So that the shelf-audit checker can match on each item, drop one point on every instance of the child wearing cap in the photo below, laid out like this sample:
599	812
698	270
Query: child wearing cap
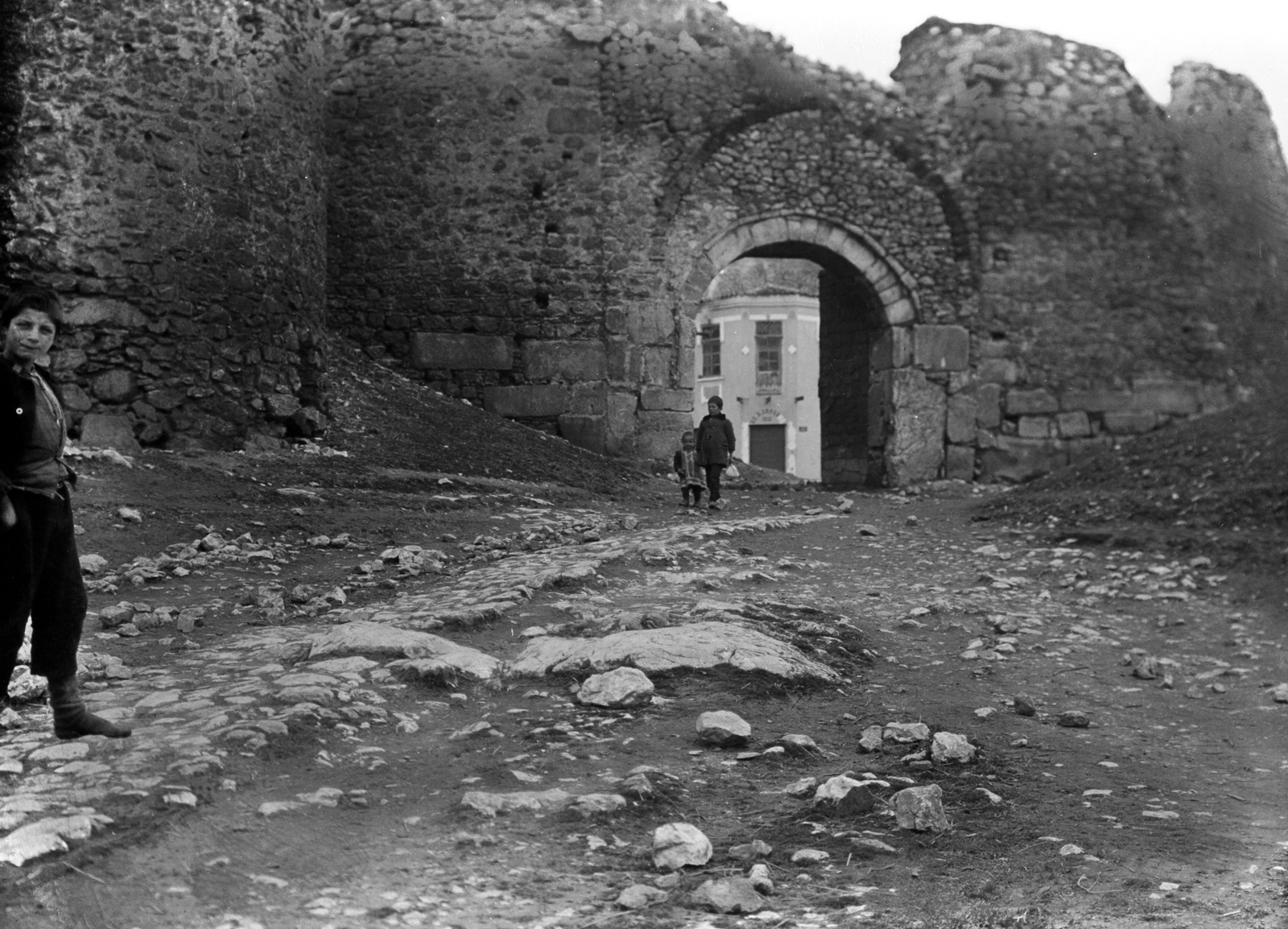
687	468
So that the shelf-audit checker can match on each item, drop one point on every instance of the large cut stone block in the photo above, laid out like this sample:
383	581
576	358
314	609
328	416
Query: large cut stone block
1027	403
940	348
998	371
650	325
588	399
584	431
989	406
1095	401
665	398
1034	427
1166	397
97	311
1073	424
568	120
914	450
527	401
100	431
562	360
1127	422
1021	459
892	348
620	414
960	463
459	352
963	411
650	366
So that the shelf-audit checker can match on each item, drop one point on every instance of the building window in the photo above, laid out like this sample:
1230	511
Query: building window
770	357
712	351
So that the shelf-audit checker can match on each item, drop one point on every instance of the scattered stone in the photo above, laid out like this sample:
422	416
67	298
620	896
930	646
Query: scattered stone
473	731
906	732
51	834
1143	665
950	746
871	740
678	844
802	789
728	894
598	804
641	896
865	847
93	564
723	729
111	617
760	879
753	849
843	795
695	646
491	804
799	745
920	808
618	688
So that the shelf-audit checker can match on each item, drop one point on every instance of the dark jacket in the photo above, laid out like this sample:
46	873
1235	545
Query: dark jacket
715	440
19	419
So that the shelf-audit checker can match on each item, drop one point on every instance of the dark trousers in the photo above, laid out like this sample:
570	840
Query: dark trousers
40	577
714	481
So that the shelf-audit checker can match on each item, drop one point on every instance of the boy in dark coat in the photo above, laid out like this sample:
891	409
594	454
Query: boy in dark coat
687	468
715	448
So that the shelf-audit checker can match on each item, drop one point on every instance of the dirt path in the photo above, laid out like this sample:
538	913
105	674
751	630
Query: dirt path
1187	767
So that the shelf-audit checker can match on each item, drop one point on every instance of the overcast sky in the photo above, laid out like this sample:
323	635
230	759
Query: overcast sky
1245	36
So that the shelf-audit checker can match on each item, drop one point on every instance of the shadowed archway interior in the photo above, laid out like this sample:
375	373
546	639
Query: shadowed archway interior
849	316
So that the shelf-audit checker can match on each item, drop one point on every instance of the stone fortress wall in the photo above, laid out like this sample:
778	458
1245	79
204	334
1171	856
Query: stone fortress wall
523	204
167	175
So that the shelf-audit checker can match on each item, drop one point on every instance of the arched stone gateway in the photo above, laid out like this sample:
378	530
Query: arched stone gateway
882	419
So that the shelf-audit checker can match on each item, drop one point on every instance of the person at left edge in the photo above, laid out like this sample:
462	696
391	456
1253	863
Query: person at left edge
39	566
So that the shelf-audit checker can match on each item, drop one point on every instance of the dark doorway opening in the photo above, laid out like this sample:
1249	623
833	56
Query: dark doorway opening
849	321
768	446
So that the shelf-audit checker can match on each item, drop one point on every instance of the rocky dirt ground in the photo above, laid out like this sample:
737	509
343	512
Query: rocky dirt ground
362	680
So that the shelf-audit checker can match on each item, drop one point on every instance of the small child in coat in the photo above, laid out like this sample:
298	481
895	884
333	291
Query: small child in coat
687	468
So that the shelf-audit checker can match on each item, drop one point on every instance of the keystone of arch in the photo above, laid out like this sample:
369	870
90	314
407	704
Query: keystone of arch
894	287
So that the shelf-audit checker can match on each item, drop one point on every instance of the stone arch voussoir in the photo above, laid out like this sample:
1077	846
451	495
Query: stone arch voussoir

--

### [What you will do]
Reproduce the stretch from the line containing "of the small" through the end of the material, requests included. Multiply every answer coordinate by 1.95 and round to whole numbers with halves rounded up, while leaving the numbers in the requests and their format samples unchanged.

### [The answer]
So that the shelf-audit checker can match on each item, drop one point on every instance of the small child in coat in the photo above, laid out like this sample:
298	481
895	884
333	291
Query: small child in coat
1340	913
So that the shelf-audit checker can match on each item, drop one point on every instance of the keystone of arch in the photo above, laid out like this sample:
369	870
90	314
407	704
Query: keystone of arch
1743	560
So that the shelf-audit checker can match on each item, drop one point on every instance of the stone arch voussoir in the photo above, laid out like this sample:
1077	846
451	495
Query: stone arch voussoir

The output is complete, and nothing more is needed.